* [Your assignment]:
Print every entry, word for word, and skip the images.

(Data for this exercise)

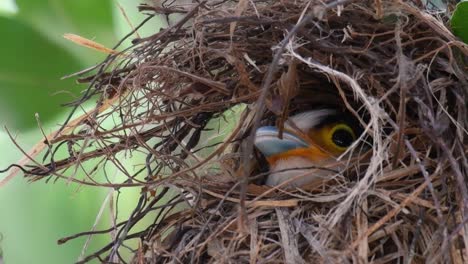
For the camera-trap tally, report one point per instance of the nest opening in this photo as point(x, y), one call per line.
point(191, 96)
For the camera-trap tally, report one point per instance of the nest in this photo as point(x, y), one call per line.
point(190, 97)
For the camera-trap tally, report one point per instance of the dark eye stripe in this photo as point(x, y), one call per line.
point(342, 138)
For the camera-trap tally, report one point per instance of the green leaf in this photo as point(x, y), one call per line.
point(459, 21)
point(91, 19)
point(30, 71)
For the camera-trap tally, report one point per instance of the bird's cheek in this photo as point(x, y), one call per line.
point(311, 153)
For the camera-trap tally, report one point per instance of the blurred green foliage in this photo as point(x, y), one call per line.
point(34, 57)
point(459, 21)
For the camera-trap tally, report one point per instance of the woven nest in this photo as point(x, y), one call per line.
point(191, 96)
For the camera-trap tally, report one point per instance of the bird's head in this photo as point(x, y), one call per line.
point(311, 138)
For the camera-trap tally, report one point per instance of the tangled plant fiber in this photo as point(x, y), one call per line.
point(227, 67)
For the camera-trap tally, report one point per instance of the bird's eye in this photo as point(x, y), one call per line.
point(342, 136)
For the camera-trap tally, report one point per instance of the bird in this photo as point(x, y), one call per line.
point(309, 147)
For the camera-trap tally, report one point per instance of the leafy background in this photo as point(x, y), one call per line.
point(34, 57)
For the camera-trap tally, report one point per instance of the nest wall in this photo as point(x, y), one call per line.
point(232, 66)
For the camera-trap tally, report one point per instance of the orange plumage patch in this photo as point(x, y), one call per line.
point(312, 153)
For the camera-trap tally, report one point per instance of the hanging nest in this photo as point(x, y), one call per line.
point(190, 97)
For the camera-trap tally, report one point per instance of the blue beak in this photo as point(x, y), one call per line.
point(268, 142)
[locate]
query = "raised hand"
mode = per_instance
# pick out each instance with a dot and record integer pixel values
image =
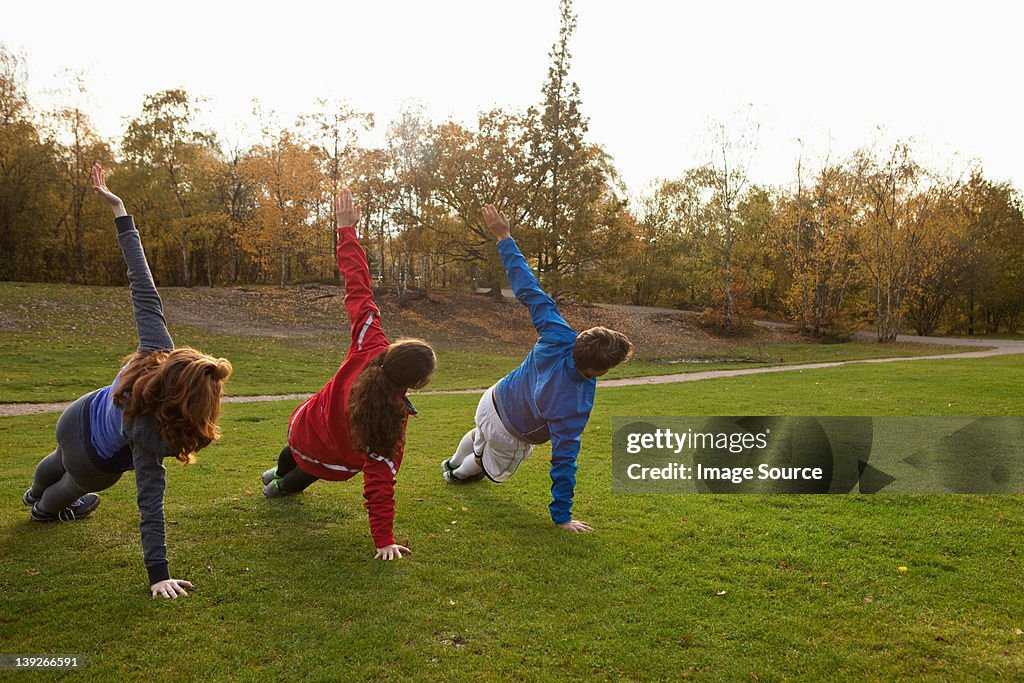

(End Data for this exercise)

* [Result for this task]:
For the camera-trap tally, report one point per instance of the nest opening in this photo as point(x, y), one call per line.
point(191, 96)
For the camera-trap tally, report one point per instance of the nest in this photo as point(x, y), one call per line.
point(190, 97)
For the camera-trap tally, report one point per instance of the dark eye stripe in this photo as point(x, y), one call per line.
point(342, 138)
For the camera-trap tally, report one point per instance of the green leaf in this photo as point(x, y), one call per line.
point(459, 21)
point(91, 19)
point(30, 71)
For the camera-trap tally, report one point per instance of the bird's cheek in this photo as point(x, y), one call per line.
point(311, 153)
For the camera-trap tally, report one point per instance of the blurred green foliage in this photo as point(x, y), one call per line.
point(34, 57)
point(459, 21)
For the camera-trap tally, report one point per instance of the woven nest in this photo as point(x, y), one call per line.
point(191, 96)
For the camera-trap tally, report one point per instance of the bird's head in this photo as point(x, y), one call per line.
point(311, 138)
For the camera-trap tally, report one point per instance of the tangled plant fiber in this photo as point(x, y), one call per line.
point(227, 67)
For the camera-trap tally, report one point per instance of the bird's eye in this photo as point(x, y), one call per line.
point(342, 136)
For the camera-trap tally, report one point per instance of the bird in this photo as point(x, y), one call per line.
point(309, 147)
For the camera-trap tally, report one point per instance of the leafy background in this photo as point(x, y), one call per line.
point(34, 57)
For the camera-trap tally, report one point per instance of the nest wall in this photo as point(x, y), one call per line.
point(232, 66)
For the camera-trap tally, report one point per instance of the orange plumage patch in this photo as point(x, y), one call per line.
point(312, 153)
For the camera-trap tally, report one point per instance of the hanging nest in this photo as point(x, y), one call per line.
point(190, 97)
For the camera-trap tally, report one point per instance of the blue beak in this photo as point(x, y), one call per line.
point(268, 142)
[locate]
query = "raised hand"
mode = per_instance
# pick out each instance with a dot and record integer pixel values
image =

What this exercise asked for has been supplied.